Continue the passage on odd threshold counts in image segmentation, starting right after its final sentence.

-- begin Reading text --

The number of thresholds is always odd which also implies that the number of segmented regions is always even i.e. one more than the number of thresholds. However, there might be a situation where, for desired segmentation, even number of threshold values are required. Although the proposed algorithms are incapable of achieving even number of thresholds, there are two ways in which proposed methodologies overcome the above problem. First, the variation of either $\kappa_{1}$ or $\kappa_{2}$ , or both, can result in shifting the threshold values, which would bring the desired object values into single or distinct segments, in place of overlapping ones. Second, the number of thresholds can be increased. As the aim of this paper is to separate the specific object from the rest of the image, over-thresholding is not a concern. This is because an object represented by one segment, or more than one, would yield the same result. The only change would be in the number of segmented values extracted to isolate the object. The focus is on extracting the desired object. It may or may not be achieved by optimally segmenting the image.

-- end Reading text --
-- begin Data provided --

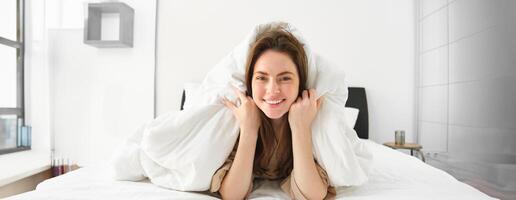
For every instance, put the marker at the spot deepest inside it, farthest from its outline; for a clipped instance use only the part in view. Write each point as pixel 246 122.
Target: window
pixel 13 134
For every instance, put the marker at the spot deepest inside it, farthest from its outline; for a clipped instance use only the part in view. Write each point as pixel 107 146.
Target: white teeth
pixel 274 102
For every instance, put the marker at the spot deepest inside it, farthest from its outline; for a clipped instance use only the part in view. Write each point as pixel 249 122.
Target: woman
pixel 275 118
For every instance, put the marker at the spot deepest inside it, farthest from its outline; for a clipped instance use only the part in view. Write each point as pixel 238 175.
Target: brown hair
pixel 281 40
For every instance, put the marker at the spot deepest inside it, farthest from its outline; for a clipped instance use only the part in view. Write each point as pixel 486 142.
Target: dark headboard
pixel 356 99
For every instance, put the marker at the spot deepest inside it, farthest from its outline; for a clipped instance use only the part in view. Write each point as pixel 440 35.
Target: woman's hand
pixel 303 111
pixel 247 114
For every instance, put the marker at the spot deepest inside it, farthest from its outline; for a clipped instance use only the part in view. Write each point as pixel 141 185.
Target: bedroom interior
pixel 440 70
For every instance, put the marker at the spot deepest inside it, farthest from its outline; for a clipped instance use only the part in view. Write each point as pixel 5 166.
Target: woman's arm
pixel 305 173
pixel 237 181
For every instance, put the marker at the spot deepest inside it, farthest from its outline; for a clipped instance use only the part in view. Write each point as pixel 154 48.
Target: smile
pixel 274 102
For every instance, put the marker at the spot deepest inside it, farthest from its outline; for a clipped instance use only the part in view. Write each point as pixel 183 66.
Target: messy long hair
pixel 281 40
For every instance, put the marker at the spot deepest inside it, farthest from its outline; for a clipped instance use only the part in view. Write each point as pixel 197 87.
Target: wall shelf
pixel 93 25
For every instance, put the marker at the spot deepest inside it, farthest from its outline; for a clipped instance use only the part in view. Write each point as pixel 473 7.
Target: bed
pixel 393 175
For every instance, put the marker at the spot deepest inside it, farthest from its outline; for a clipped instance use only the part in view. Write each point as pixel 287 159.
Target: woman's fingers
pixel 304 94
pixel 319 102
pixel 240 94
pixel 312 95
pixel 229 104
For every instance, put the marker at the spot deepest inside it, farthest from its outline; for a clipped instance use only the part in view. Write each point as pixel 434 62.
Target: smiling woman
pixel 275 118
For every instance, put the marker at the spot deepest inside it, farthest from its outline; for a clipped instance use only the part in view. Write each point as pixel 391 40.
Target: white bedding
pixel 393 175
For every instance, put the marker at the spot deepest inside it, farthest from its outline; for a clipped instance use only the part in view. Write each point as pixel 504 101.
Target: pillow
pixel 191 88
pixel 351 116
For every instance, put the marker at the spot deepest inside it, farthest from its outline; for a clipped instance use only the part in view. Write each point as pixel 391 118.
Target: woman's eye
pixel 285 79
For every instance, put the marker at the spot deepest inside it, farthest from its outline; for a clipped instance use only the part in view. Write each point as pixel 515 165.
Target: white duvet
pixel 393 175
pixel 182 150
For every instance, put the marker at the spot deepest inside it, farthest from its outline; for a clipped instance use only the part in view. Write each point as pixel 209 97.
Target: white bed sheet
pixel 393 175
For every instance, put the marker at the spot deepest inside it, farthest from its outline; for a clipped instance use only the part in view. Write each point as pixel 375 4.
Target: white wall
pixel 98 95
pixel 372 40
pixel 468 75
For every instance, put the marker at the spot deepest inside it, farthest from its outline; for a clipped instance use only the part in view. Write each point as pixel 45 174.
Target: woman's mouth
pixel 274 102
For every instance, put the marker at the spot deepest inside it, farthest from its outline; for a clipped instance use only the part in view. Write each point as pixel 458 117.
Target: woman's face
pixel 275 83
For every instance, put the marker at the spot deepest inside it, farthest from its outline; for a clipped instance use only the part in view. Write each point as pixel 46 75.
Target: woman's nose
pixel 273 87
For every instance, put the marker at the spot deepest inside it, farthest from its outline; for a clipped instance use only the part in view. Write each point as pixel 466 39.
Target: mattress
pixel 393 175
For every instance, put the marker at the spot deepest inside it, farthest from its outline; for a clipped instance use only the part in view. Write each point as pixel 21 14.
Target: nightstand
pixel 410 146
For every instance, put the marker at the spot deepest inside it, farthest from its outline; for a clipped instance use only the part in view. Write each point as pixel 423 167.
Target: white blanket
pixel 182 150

-- end Data provided --

#### Reply to the exercise
2.

No method to obtain optimized parametric values is suggested in the paper because the statistical characteristics of an object to be extracted vary drastically among the distinct set of images. However, for a particular set of images, the fixed or optimized value of the parameters can be found manually by the user for one image, and then the same values can be utilized for the complete set in an automated manner. Manual intervention to define the best parametric values results in the algorithm being semi-automated. But, the algorithm can be completely automated for images belonging to certain areas, if the parameter values are manually initialized.
3.

$\kappa$ is an important parameter which can be used to refine segmentation and adjust thresholds. Its comprehensive role needs further exploration that lies beyond the scope of the paper. The paper provides an enabling framework for object separation requiring an active role of $\kappa$ , but it would be difficult to claim that there is a generalized formula to find optimal value $\kappa$ for all classes of images. Hence, a separate study is required to investigate it. However, it is believed that for a specific class of images there can be a method to find an optimal $\kappa$ and therefore it is suggested to different field users to calculate their own optimal $\kappa$ formula. It would be difficult for the authors of this paper to survey the characteristics of every class of images, and find the formula for an optimal $\kappa$ . Another argument against finding optimal $\kappa$ is the lack of knowledge whether a single $\kappa$ value is enough for an image, or there can also be different $\kappa$ values at each threshold levels.
4.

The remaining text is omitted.